Items from a dataset

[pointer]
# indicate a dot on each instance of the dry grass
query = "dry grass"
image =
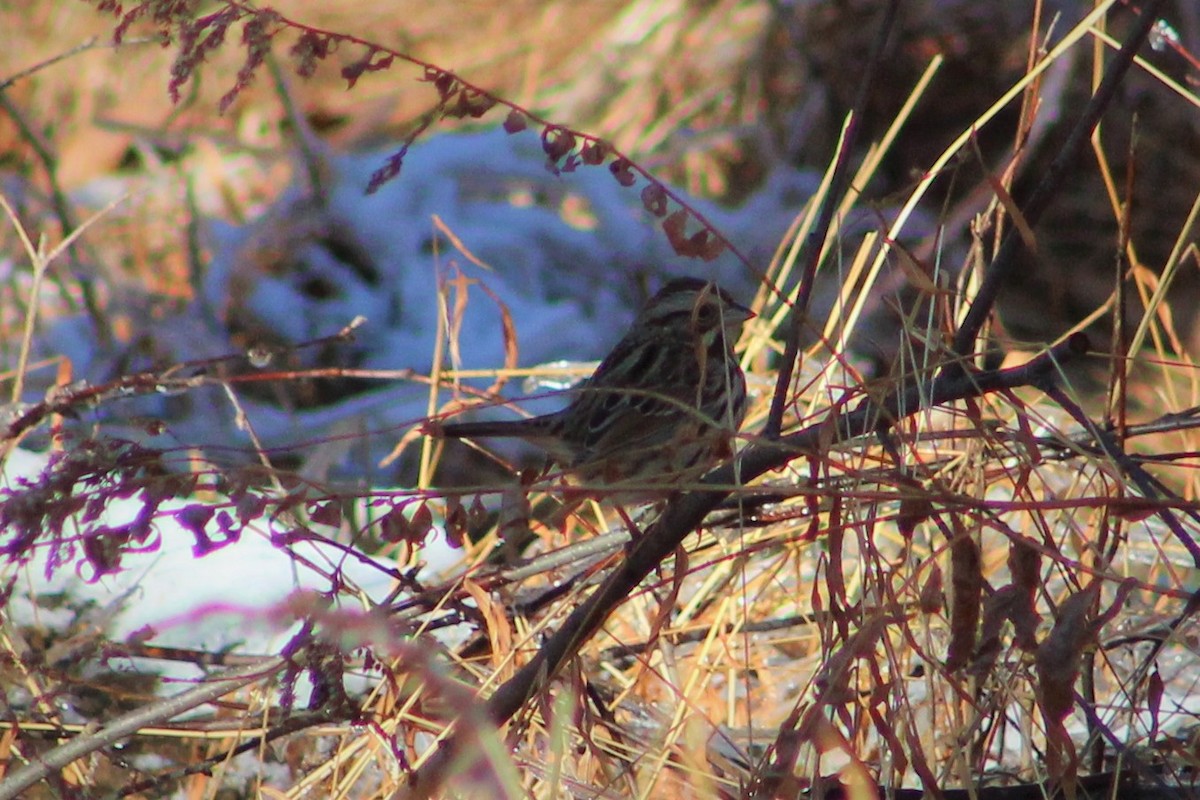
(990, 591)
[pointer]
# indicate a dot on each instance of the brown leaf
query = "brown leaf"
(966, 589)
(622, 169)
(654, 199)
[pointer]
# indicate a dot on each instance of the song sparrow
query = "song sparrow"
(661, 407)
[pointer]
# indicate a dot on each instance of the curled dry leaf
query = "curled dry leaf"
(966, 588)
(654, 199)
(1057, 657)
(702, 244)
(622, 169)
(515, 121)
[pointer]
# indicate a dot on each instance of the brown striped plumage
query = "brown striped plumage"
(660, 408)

--

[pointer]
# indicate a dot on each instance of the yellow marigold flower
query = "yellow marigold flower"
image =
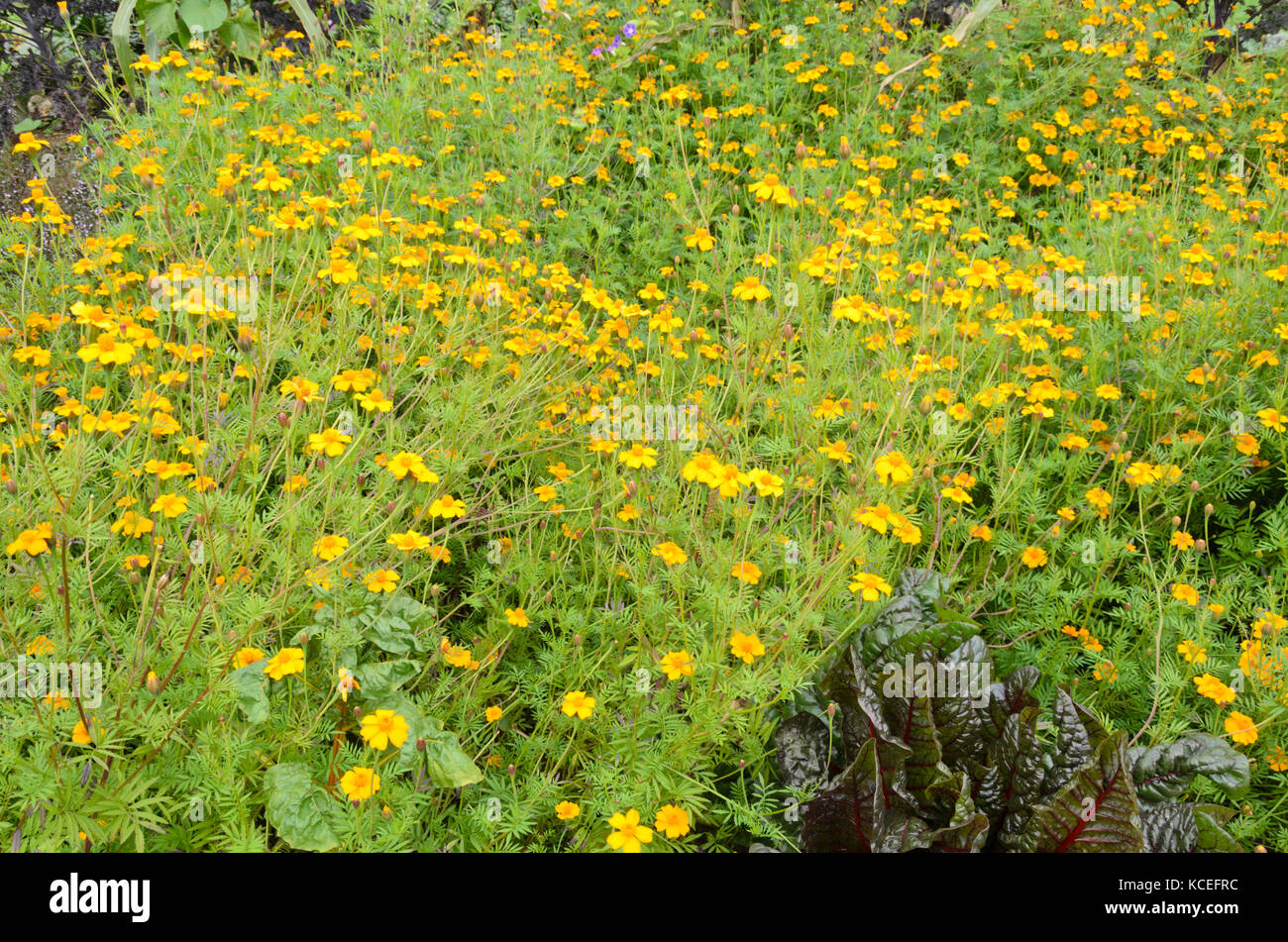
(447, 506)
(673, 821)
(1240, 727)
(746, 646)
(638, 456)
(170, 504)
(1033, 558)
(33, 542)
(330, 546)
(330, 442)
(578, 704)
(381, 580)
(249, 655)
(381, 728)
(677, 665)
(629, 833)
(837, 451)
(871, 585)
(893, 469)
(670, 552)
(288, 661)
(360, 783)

**Problem to solve**
Every line that holds the word "each" should be copied from the records.

**Completed exercise**
# indicate a dot on each instance of the dry grass
# indicate a dot on each instance of the brown leaf
# indicate a dot on each instance of the song sparrow
# indicate a dot on each instance of the curled dry leaf
# indicate a dot on each instance of the brown striped plumage
# indicate a dot on each instance of the yellow marigold flower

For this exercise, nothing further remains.